STATED TASK ▸ Please show each line below that contains the word "black", treating uppercase and lowercase as different.
DATA LISTING start
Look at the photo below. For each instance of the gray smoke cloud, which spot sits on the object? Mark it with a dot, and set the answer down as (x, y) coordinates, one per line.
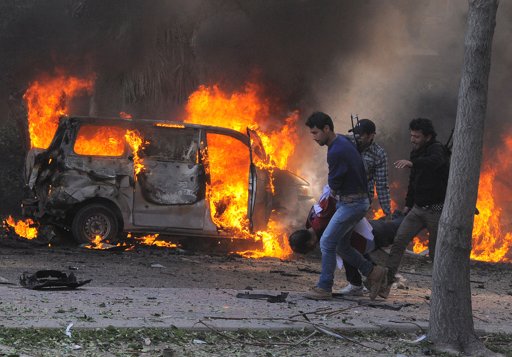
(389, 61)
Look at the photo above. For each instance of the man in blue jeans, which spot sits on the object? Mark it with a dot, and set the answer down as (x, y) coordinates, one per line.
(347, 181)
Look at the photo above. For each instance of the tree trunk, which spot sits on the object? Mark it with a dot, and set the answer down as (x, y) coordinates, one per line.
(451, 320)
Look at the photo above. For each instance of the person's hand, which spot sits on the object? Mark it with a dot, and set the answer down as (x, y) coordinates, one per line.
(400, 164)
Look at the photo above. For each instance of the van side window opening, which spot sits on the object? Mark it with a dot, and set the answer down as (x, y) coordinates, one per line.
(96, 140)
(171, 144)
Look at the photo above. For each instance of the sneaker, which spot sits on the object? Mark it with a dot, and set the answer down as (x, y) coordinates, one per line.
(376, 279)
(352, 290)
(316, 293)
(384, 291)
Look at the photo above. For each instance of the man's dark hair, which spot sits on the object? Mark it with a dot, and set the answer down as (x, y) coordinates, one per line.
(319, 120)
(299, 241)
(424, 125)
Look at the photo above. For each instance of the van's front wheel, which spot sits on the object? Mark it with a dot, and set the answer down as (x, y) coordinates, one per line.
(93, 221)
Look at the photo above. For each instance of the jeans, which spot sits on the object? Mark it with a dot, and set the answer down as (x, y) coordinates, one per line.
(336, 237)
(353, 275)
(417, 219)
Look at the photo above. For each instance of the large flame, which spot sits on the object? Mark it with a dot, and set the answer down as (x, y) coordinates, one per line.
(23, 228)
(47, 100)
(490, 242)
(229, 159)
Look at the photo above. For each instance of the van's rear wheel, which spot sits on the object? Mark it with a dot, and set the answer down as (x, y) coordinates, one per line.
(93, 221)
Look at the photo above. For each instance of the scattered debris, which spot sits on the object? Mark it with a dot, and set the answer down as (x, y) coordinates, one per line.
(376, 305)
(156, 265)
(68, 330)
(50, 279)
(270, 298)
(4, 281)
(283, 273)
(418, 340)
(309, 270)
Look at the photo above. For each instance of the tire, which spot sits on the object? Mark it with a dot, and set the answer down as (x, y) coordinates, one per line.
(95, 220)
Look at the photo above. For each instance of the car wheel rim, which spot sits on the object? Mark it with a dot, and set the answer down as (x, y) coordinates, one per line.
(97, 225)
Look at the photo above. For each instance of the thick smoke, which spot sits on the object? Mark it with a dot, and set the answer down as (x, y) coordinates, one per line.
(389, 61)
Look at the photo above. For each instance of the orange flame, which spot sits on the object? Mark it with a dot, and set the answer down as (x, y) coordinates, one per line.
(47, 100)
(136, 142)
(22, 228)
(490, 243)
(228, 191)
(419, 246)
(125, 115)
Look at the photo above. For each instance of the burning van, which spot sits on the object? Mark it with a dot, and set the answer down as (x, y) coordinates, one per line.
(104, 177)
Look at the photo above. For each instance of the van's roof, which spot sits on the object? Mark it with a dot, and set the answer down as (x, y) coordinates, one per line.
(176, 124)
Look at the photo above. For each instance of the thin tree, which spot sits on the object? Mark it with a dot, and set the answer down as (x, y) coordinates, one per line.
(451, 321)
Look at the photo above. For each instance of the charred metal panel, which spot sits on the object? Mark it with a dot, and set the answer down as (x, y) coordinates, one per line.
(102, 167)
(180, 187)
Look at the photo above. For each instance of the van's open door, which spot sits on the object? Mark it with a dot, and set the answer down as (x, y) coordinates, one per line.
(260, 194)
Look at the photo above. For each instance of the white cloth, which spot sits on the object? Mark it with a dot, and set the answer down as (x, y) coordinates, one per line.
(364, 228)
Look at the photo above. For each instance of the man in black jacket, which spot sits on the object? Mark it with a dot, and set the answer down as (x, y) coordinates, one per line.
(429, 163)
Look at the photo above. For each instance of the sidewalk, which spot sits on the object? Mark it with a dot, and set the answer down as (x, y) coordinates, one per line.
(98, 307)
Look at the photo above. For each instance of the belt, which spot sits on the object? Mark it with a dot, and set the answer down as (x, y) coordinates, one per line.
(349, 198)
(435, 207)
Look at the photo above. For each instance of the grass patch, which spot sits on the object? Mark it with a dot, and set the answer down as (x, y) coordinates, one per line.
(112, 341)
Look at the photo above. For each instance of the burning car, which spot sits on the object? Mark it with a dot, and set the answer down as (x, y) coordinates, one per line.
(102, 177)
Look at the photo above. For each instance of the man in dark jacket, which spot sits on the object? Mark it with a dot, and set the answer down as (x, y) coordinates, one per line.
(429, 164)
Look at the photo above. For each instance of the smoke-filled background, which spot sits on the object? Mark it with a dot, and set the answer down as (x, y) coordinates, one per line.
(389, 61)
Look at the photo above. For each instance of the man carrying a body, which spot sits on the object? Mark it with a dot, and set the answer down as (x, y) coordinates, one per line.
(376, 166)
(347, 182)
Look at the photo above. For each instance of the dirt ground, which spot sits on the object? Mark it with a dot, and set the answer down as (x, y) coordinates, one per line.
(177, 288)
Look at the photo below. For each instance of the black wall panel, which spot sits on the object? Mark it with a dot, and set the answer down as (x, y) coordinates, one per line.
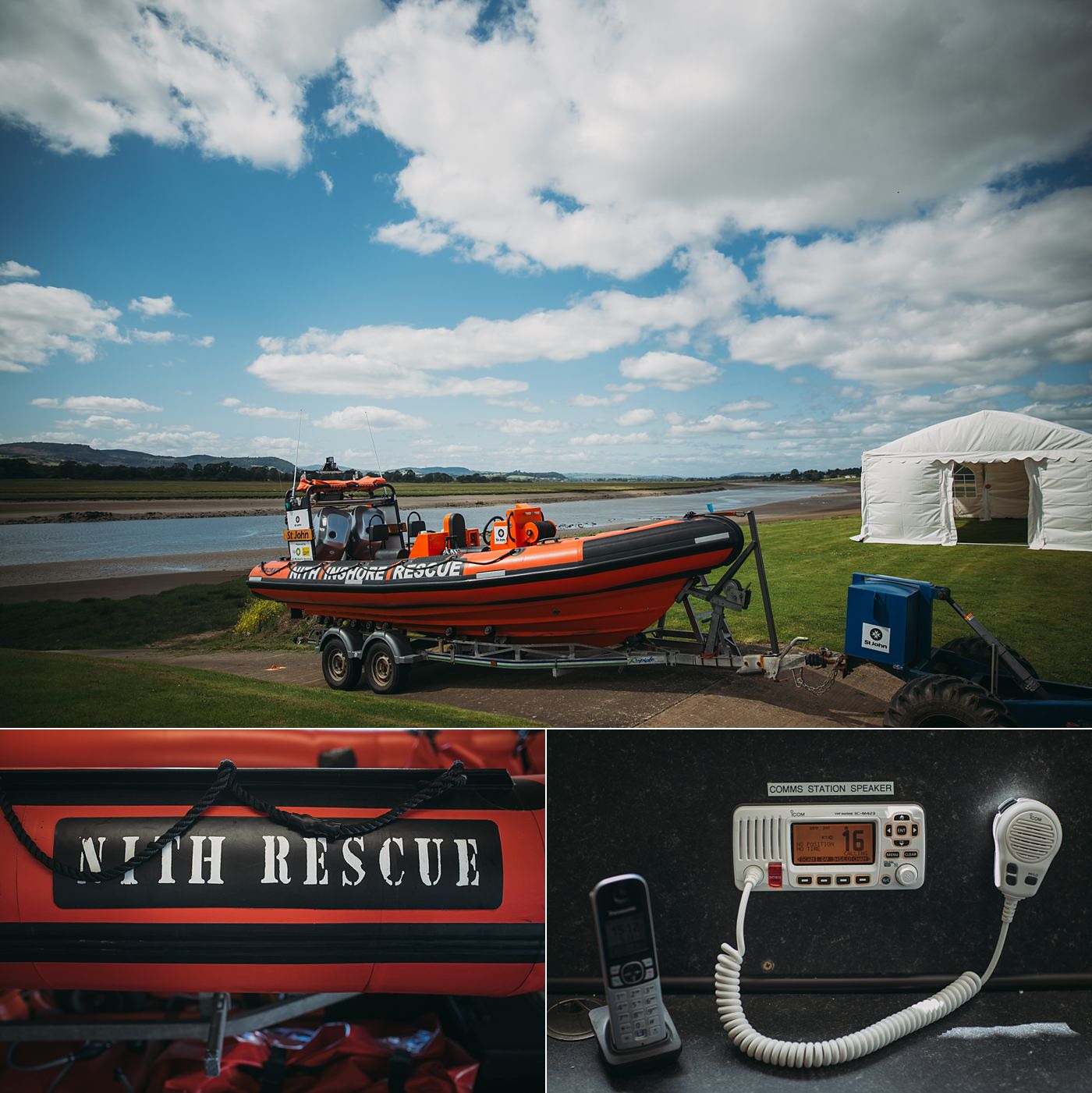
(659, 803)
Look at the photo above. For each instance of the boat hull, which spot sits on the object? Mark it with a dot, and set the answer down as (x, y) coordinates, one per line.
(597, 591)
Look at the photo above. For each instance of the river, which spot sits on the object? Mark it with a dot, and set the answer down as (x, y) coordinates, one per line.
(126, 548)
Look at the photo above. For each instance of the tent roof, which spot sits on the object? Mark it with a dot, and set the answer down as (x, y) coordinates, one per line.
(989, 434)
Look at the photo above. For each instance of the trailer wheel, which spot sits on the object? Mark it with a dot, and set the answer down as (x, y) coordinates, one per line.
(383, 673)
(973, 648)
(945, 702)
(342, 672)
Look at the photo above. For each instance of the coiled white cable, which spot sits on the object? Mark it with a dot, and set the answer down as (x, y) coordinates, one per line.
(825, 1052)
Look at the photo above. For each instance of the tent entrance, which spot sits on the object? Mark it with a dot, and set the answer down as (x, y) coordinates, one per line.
DATA LISTING end
DATA LISTING start
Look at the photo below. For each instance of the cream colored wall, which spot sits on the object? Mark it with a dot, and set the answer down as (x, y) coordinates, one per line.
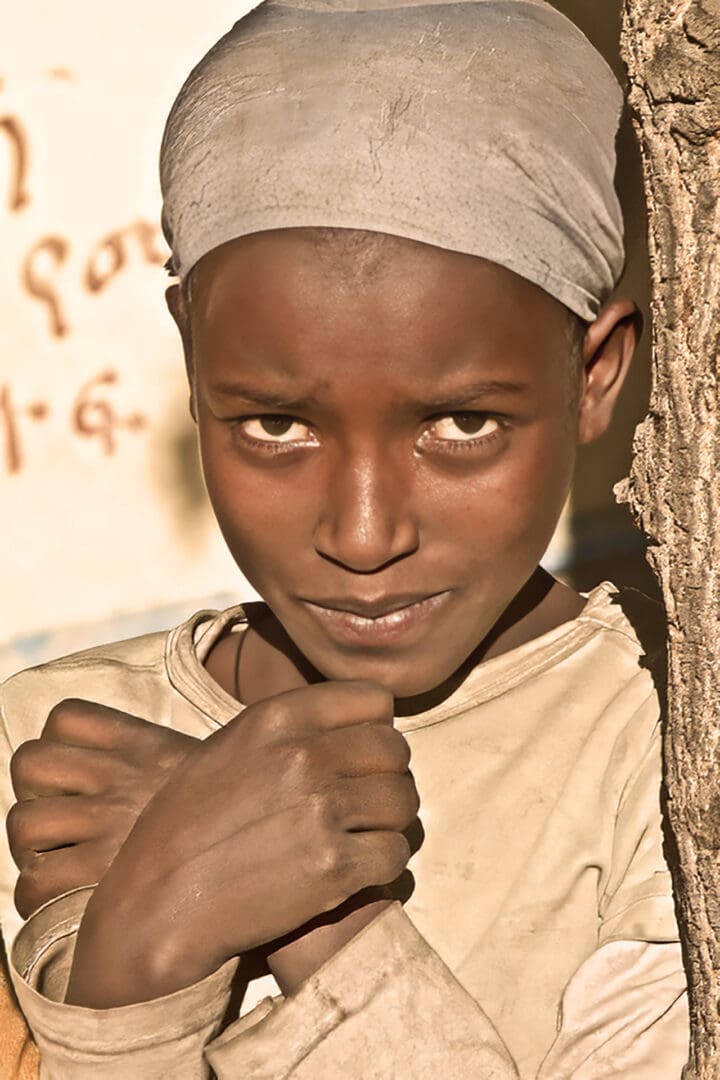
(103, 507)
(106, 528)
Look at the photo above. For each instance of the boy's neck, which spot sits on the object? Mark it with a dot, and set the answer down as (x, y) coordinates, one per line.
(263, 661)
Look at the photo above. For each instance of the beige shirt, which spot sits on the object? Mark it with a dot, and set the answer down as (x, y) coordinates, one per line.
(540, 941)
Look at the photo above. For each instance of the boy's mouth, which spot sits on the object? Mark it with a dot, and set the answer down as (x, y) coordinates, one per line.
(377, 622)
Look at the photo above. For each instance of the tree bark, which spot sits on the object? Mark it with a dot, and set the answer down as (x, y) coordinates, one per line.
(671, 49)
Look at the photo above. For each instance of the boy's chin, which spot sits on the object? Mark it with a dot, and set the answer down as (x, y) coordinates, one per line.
DATA LISTING end
DATA LISTING start
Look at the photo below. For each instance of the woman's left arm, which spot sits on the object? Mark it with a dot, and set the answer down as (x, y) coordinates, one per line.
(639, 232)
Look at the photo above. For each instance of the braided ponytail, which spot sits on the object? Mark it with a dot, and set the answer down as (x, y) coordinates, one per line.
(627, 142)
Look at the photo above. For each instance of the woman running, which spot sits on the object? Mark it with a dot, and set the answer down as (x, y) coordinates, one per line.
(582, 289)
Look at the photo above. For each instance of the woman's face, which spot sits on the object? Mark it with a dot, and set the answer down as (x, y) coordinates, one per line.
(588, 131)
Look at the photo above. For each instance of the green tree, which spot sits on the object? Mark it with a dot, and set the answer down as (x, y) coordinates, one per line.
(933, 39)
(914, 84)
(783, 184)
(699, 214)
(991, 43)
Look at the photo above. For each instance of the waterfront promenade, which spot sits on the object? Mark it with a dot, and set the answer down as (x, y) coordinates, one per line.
DATA LISTING end
RESULT OF THIS TASK ▸
Look at the photo above. For each instance of the man in black jacket, which spot sits on the object? Mark it with a dot, and set the answer down as (x, y) coordinates, one per line.
Look at the photo below. For each instance of the black wall panel, which spot sits on the object? Mark it with a dot, and set the answer down as (x, y) coordinates, one per line.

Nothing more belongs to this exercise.